But they didn’t. So I did two more sets.

For the better part of the last decade, I worked as a health insurance agent. I saw a lot of health insurance applications, which gave me a pretty good idea of prescription trends. Several years ago, I witnessed the tidal rise of Lipitor and other statins among my male clients over the age of forty. As of a couple of years ago, these guys were still on Lipitor, but they were also getting into a new class of drugs:  testosterone gel. And let me tell you—this stuff is not cheap. According to my clients, though, it’s worth every penny.

My last month in the business, I met with a senior client who was switching to a policy with no drug card. His test gel was going to cost him hundreds of dollars a month, and I asked him if he could live without it. He gave me a look like I’d asked him to consider cutting off his ears to streamline his head. “No,” he said. “I’ll drop insurance altogether before I lose the gel.”

He didn’t want to lose his drive again. That’s the word—drive—he used as he tried to explain what the gel did for him. It’s important to note that he wasn’t talking about erectile dysfunction; at least, that’s not all he was talking about. He seemed to be talking about his energy, ambition, hope, the way he approached the world. Though I might be reading too much into his response, because he mostly said the word “drive” over and over.

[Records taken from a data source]

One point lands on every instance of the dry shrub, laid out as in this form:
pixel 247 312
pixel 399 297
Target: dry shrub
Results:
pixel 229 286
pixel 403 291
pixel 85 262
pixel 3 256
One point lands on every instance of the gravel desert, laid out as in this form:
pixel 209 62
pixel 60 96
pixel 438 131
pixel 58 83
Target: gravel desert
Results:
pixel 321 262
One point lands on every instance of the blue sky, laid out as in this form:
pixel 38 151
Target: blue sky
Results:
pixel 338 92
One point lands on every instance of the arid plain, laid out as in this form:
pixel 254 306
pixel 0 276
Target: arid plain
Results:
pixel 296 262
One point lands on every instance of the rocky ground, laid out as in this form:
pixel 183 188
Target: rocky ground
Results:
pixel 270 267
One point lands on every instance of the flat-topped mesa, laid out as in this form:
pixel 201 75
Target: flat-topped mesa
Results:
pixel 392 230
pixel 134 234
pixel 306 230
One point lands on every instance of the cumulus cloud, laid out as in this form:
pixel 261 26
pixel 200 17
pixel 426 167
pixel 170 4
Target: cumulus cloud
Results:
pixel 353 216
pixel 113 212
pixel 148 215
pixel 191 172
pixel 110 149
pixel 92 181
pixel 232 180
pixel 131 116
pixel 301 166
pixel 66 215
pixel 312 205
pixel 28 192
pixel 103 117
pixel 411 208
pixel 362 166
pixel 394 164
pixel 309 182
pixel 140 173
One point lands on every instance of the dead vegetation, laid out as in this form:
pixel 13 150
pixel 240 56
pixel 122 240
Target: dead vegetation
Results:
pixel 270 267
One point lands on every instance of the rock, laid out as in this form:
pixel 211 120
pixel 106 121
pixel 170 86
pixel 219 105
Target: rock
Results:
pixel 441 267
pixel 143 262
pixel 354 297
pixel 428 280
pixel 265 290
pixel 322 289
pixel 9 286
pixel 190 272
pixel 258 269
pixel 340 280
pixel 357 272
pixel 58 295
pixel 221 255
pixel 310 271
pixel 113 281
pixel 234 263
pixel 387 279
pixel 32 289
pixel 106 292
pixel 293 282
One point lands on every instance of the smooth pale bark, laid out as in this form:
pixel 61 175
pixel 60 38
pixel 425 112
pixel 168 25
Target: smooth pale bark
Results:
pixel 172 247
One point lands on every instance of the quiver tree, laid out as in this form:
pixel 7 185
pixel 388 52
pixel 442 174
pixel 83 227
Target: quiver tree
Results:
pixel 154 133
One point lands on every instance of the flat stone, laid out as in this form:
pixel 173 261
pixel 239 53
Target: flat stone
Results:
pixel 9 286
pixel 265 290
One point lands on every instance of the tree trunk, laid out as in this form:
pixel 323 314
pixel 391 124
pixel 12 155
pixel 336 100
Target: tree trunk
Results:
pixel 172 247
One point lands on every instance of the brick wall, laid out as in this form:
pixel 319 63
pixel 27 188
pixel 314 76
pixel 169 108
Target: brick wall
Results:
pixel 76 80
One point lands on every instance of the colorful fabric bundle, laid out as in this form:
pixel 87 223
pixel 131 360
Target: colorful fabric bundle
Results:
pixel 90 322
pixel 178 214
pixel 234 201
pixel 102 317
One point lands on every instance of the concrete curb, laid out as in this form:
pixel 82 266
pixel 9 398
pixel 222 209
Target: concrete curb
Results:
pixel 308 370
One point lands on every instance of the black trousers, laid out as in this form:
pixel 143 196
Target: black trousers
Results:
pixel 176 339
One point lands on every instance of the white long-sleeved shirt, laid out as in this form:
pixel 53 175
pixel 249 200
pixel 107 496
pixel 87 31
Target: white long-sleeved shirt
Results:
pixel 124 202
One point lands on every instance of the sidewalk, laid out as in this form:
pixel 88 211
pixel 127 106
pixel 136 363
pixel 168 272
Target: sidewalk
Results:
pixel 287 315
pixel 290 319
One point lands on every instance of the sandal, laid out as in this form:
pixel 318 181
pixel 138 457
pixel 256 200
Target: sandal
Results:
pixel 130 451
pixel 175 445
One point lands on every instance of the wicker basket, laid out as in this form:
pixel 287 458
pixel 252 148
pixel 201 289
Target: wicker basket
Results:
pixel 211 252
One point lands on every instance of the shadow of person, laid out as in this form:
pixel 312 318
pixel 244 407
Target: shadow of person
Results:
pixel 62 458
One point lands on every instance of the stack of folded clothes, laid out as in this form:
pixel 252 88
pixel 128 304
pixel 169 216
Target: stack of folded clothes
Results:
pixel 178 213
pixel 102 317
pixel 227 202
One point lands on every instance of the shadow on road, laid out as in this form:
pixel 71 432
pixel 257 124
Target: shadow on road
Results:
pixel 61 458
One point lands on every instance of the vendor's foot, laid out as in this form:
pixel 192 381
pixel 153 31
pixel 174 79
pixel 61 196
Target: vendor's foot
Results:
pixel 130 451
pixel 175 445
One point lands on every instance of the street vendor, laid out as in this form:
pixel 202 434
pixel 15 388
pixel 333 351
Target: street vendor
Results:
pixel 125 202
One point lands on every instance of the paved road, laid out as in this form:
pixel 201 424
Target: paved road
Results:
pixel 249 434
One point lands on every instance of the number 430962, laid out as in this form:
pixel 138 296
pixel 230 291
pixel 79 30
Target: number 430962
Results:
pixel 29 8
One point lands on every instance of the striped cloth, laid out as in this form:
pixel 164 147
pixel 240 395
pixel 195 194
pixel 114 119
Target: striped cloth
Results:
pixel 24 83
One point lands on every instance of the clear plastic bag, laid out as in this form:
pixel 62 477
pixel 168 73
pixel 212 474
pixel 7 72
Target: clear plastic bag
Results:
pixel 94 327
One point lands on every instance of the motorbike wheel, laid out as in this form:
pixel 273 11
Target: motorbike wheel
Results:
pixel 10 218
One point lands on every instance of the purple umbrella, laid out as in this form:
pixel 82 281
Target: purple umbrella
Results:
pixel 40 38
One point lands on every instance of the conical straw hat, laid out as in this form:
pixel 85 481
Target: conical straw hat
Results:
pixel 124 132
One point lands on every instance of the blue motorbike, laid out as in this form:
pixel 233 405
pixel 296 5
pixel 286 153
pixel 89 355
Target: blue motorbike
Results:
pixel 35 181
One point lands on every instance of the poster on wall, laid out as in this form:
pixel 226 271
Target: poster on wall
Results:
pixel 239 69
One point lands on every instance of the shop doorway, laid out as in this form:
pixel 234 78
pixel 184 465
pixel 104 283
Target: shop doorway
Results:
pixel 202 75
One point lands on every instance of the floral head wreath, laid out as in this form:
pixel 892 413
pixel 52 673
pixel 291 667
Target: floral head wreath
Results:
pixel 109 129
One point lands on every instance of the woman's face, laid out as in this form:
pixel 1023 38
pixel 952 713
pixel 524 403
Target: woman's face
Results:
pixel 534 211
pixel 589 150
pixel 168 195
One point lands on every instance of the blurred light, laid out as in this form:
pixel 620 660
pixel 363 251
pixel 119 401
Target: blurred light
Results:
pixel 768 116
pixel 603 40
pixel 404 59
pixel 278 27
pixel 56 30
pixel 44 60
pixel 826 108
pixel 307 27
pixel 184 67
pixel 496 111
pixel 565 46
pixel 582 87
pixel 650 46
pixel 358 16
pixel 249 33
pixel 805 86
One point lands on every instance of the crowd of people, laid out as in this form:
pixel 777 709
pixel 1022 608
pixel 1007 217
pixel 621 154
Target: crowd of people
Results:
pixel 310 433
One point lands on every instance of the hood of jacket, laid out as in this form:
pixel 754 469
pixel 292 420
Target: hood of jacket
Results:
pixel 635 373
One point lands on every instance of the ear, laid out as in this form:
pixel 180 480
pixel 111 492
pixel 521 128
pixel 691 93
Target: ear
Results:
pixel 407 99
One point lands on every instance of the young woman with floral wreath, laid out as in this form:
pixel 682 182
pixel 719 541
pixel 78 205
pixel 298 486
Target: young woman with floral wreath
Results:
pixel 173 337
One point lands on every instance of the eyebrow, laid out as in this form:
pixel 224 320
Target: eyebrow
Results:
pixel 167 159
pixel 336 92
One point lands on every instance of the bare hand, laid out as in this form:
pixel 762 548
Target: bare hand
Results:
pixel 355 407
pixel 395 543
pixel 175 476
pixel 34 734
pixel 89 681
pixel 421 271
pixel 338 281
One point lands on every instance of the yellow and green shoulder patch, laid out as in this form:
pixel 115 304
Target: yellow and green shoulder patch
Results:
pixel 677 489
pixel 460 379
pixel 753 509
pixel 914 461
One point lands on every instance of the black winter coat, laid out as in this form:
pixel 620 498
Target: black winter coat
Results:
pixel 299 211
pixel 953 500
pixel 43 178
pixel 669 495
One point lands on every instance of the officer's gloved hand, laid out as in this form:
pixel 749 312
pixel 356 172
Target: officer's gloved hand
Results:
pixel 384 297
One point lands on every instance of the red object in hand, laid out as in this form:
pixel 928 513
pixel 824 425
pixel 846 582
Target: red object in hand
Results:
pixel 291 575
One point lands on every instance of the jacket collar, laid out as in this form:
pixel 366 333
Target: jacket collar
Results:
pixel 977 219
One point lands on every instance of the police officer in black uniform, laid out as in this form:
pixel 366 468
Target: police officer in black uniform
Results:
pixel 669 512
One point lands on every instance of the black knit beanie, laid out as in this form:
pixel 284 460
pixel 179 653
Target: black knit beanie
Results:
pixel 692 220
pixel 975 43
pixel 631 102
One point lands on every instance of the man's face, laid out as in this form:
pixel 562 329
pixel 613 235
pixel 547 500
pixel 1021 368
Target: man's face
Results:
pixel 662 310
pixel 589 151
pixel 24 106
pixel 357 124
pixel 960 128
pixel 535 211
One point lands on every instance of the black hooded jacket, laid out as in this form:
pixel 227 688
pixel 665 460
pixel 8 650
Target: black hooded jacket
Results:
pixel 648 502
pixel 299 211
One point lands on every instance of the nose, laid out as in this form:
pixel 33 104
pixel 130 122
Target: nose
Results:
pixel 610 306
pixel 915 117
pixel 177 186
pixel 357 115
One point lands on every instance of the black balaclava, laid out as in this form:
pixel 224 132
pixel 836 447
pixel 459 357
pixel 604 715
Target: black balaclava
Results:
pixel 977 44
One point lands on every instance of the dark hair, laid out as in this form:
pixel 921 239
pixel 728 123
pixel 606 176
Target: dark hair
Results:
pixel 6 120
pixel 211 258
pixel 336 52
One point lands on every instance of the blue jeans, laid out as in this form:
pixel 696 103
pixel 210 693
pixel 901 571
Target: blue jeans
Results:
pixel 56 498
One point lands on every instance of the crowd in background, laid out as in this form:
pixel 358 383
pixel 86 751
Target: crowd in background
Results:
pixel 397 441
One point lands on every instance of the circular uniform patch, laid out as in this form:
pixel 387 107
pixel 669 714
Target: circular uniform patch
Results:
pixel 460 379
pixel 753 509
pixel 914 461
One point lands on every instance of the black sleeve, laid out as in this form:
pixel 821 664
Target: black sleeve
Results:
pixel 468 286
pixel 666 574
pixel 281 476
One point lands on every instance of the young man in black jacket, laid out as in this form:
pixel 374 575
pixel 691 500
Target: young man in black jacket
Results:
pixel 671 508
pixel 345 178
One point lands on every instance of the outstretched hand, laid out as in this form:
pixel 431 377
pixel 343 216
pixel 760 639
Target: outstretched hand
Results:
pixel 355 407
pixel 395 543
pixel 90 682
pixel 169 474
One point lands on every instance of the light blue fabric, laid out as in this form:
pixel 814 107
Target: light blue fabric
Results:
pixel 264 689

● **QUESTIONS ON THE MATERIAL**:
1. Retype the passage about testosterone gel between "My last month" and "over and over.", inclusive.
2. In the passage about testosterone gel, what word did the senior client keep repeating as he tried to explain what the gel did for him?
3. What comes next in the passage about testosterone gel? Continue it from its final sentence.

● **ANSWERS PER TASK**:
1.
My last month in the business, I met with a senior client who was switching to a policy with no drug card. His test gel was going to cost him hundreds of dollars a month, and I asked him if he could live without it. He gave me a look like I’d asked him to consider cutting off his ears to streamline his head. “No,” he said. “I’ll drop insurance altogether before I lose the gel.”

He didn’t want to lose his drive again. That’s the word—drive—he used as he tried to explain what the gel did for him. It’s important to note that he wasn’t talking about erectile dysfunction; at least, that’s not all he was talking about. He seemed to be talking about his energy, ambition, hope, the way he approached the world. Though I might be reading too much into his response, because he mostly said the word “drive” over and over.

2. Drive.

3.
His struggle to explain his need for the gel makes me think of my own struggle to figure out why I deadlift. Both of us are looking inward, only to find that we don’t have the words, and that’s the problem:  there is no language of masculinity.

Another confession:  I’ve been hedging my bets on this deadlifting goal. For weeks now, I’ve been stuck on a max of 465, failing to move 475 more than an inch off the ground. If I don’t make it to 500, I’ve been telling myself, I just won’t finish the essay. I’ll kill the whole project—the writing half and the lifting half—and no one will need to know that I failed.

Now I think I’ve been missing the point. According to Philip Lopate, to essay is to attempt, to test, to make a run at something without knowing whether you are going to succeed. This attempt involves risk and commitment, which often leads to failure. The same is true of chasing a new max. And if you hedge your bets—in any endeavor—you’ve already failed.

Nearing the end of this essay, it’s only natural, I suppose, for my thoughts to turn to endings. I’ve spent a truly shameful number of hours fantasizing about an attempt at pulling 500, but lately I’ve been imagining beyond that point, to how my career in deadlifting will end.

It might come with a bang—blown-out disc, spinal surgery—or a whimper: a fade in my drive, a lapse in gym membership, a slide into the softness of middle age.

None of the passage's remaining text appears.